#### Deine Aufgabe
Was ordnet der Verwaltungsgerichtshof im Spruch des Textabschnitts über den Gerichtsbeschluss an?

#### Textabschnitt
------------------------------------

TE Vwgh Beschluss 2022/3/1 Ra 2022/05/0034

JUSLINE Entscheidung

Veröffentlicht am 01.03.2022
beobachten
merken

Index

10/01 Bundes-Verfassungsgesetz (B-VG)
10/07 Verwaltungsgerichtshof

Norm

B-VG Art133 Abs4
VwGG §28 Abs3
VwGG §34 Abs1

Betreff

Der Verwaltungsgerichtshof hat durch den Vorsitzenden Senatspräsident Dr. Mairinger und die Hofrätinnen Mag. Liebhart-Mutzl und Dr.in Sembacher als Richter, unter Mitwirkung der Schriftführerin Mag. Kieslich, in der Revisionssache des DI G S in W, vertreten durch Dr. Erwin Köll, Rechtsanwalt in 6020 Innsbruck, Maria-Theresien-Straße 38, gegen das Erkenntnis des Verwaltungsgerichtes Wien vom 7. Juli 2021, VGW-111/067/3099/2021-3, betreffend Parteistellung und Akteneinsicht in einem Bauverfahren (belangte Behörde vor dem Verwaltungsgericht: Magistrat der Stadt Wien; mitbeteiligte Parteien: 1. W GmbH in W und 2. G Genossenschaft, reg. Gen. mbH in W; weitere Partei: Wiener Landesregierung), den Beschluss gefasst:

Spruch

Die Revision wird zurückgewiesen.

------------------------------------

#### Angezeigte Daten
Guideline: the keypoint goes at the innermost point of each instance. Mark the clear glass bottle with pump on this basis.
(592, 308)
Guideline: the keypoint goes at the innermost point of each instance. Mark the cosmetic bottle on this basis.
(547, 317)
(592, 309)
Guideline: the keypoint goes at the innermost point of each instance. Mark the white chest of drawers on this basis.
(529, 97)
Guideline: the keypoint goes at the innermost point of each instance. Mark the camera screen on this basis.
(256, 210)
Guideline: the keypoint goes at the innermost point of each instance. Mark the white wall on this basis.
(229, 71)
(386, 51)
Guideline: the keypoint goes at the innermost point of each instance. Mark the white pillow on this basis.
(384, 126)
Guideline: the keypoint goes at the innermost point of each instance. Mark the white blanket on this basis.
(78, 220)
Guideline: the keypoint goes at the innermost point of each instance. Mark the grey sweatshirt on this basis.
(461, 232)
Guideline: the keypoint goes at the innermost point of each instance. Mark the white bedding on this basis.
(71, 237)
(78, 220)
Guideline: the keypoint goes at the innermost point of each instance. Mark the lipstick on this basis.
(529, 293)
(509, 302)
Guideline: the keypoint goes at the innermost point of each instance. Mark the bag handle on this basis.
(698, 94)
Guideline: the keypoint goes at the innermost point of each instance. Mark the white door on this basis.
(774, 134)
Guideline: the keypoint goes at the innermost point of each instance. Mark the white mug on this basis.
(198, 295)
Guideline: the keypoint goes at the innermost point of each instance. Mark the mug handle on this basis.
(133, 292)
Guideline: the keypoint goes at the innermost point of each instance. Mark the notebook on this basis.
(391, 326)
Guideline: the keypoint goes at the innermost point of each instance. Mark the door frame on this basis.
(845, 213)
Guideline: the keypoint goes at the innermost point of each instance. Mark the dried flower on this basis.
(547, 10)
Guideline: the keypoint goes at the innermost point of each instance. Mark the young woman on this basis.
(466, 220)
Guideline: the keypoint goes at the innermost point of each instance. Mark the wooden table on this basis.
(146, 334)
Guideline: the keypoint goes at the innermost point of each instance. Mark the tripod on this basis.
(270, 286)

------------------------------------

#### Richtige Antwort
Die Revision wird zurückgewiesen.